*FRAGMENTO DE LA PÁGINA*
• • • •

Al hijo primogénito de Adán, ya después de la Caída con todas sus nefastas consecuencias, Dios le advirtió: “Si no hicieres bien, el pecado está a la puerta” (Gn. 4:7a). Pero Caín mató a su hermano Abel.

A través de Noé, “pregonero de justicia” (2 P. 2:5), Dios advirtió al mundo caído, pecador y malvado del terrible juicio que iba a derramar sobre él. Pero a Noé no se le hizo caso, y el mundo pereció en el diluvio.

Dos ángeles, disfrazados de hombres, entraron en la ciudad condenada de Sodoma, y advirtieron al justo Lot (2 P. 2:7) y a su familia de la inminente destrucción de la ciudad. Los novios de las hijas de Lot lo tomaron como una broma de mal gusto. Sodoma y Gomorra fueron destruidas. La mujer de Lot consiguió salir de la ciudad, pero su corazón no, y su fulminante muerte sigue sirviendo de advertencia (Lc. 17:32).

Medio milenio después, el Señor envió a Moisés a Faraón a decirle que dejase ir a los israelitas y a advertirle de las graves consecuencias de no hacerlo. La terquedad de Faraón llevó a las diez plagas sobre Egipto, siendo la última y la más terrible las muertes de los primogénitos de todos los egipcios.

Fue a Moisés también a quien el Señor dio su ley para su pueblo Israel, con sus promesas de bendición si los israelitas fuesen obedientes al Señor y con sus advertencias de maldición si fuesen desobedientes (Dt. 28, etc.). Y la historia de Israel a lo largo de los siguientes siglos (¿y hasta el día de hoy?) es la historia del cumplimiento tanto de las promesas como de las advertencias del Señor.

• • • •

*DATOS EXTRAÍDOS*
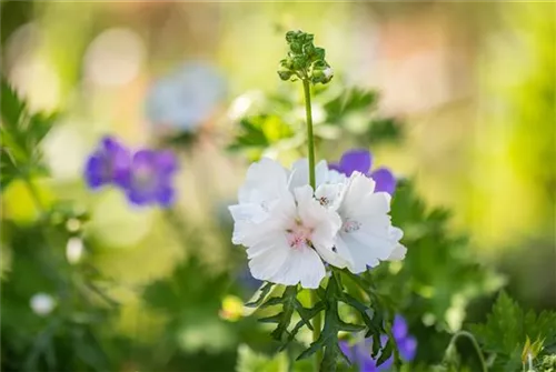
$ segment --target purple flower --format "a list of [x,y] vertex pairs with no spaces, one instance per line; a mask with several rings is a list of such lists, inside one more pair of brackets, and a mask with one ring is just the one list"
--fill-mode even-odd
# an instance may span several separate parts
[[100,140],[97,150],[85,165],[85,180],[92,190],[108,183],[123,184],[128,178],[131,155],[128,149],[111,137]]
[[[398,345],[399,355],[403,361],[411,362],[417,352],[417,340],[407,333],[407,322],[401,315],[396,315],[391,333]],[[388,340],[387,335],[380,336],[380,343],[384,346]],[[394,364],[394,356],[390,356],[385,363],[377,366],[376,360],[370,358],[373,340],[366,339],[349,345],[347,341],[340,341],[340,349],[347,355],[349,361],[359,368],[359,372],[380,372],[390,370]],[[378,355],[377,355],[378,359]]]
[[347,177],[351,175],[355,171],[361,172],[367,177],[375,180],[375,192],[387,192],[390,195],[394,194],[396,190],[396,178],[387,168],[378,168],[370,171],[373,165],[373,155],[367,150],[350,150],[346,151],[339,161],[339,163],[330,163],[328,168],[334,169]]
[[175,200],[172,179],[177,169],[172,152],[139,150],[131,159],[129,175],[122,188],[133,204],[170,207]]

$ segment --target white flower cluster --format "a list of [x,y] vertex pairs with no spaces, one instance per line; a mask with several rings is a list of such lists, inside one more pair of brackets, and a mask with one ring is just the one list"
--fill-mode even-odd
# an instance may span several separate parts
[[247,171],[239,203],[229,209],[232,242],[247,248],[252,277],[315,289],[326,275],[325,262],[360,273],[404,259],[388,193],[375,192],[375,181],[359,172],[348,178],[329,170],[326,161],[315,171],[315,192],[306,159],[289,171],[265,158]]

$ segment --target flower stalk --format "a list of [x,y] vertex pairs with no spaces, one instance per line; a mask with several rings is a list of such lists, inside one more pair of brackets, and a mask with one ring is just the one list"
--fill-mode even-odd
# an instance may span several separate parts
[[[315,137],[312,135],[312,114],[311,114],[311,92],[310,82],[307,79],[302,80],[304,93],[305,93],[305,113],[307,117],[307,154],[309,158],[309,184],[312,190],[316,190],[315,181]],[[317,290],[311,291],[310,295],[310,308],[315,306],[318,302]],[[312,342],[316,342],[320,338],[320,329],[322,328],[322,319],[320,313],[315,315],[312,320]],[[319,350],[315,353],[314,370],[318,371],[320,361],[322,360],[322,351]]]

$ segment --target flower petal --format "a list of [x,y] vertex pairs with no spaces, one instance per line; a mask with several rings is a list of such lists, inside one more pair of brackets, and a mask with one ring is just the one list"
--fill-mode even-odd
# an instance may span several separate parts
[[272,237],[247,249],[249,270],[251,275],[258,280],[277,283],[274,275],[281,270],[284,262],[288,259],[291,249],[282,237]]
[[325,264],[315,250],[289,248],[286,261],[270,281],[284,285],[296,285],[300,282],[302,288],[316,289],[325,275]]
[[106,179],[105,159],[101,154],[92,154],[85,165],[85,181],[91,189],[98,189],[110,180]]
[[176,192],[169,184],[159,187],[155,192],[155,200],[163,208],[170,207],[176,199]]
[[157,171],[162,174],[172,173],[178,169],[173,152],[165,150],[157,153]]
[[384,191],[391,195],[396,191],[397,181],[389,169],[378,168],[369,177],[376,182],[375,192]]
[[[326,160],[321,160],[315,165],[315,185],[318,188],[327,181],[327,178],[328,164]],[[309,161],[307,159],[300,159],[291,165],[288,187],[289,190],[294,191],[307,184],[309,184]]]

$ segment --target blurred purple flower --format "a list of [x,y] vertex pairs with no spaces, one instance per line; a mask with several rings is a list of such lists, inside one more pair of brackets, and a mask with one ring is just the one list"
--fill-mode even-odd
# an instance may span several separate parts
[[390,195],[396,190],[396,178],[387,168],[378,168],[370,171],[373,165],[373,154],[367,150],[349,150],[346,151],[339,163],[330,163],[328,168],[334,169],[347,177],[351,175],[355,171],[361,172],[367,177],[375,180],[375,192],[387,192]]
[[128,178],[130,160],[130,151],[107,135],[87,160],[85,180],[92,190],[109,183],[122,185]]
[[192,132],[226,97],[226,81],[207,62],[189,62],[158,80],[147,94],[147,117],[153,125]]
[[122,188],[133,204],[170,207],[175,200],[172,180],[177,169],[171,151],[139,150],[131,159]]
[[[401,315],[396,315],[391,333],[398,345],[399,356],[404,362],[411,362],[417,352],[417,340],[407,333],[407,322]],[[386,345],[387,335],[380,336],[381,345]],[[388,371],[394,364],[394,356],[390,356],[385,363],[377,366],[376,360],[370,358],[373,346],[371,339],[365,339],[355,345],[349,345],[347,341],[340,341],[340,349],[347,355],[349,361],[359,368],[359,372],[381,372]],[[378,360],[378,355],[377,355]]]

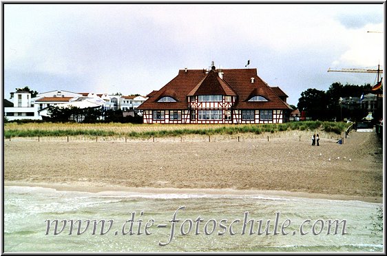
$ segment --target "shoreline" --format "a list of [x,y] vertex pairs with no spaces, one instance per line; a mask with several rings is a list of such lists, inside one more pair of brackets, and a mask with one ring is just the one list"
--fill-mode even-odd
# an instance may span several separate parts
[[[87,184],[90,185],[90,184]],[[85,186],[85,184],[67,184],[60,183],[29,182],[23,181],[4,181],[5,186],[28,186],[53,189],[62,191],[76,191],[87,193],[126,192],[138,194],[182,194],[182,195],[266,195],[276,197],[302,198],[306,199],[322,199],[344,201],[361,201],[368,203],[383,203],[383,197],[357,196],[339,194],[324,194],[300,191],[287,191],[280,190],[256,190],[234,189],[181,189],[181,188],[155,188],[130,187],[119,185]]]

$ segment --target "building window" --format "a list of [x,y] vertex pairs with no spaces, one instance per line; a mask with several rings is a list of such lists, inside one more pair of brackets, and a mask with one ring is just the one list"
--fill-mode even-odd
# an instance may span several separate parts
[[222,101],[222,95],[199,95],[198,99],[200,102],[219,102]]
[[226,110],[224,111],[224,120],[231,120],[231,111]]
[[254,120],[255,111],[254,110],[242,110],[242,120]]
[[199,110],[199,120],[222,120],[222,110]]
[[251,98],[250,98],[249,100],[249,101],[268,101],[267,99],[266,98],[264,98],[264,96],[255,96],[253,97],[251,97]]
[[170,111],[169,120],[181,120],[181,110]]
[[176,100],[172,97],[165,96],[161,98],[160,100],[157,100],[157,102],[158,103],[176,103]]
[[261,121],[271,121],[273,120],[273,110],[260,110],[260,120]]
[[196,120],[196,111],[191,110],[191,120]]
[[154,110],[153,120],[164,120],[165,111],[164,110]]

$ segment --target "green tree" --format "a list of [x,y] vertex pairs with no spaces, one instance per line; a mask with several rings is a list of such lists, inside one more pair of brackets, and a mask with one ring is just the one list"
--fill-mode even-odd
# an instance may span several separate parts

• • • •

*TAREAS Y EJERCICIOS*
1. Según el fragmento, ¿cuál fue la última y más terrible de las diez plagas sobre Egipto?
2. Reproduce del fragmento el pasaje que comienza en "Al hijo primogénito" y termina en "advertencia (Lc. 17:32).".
Para responder, básate únicamente en el fragmento.

*RESPUESTAS ESPERADAS*
1. Las muertes de los primogénitos de todos los egipcios.

2.
Al hijo primogénito de Adán, ya después de la Caída con todas sus nefastas consecuencias, Dios le advirtió: “Si no hicieres bien, el pecado está a la puerta” (Gn. 4:7a). Pero Caín mató a su hermano Abel.

A través de Noé, “pregonero de justicia” (2 P. 2:5), Dios advirtió al mundo caído, pecador y malvado del terrible juicio que iba a derramar sobre él. Pero a Noé no se le hizo caso, y el mundo pereció en el diluvio.

Dos ángeles, disfrazados de hombres, entraron en la ciudad condenada de Sodoma, y advirtieron al justo Lot (2 P. 2:7) y a su familia de la inminente destrucción de la ciudad. Los novios de las hijas de Lot lo tomaron como una broma de mal gusto. Sodoma y Gomorra fueron destruidas. La mujer de Lot consiguió salir de la ciudad, pero su corazón no, y su fulminante muerte sigue sirviendo de advertencia (Lc. 17:32).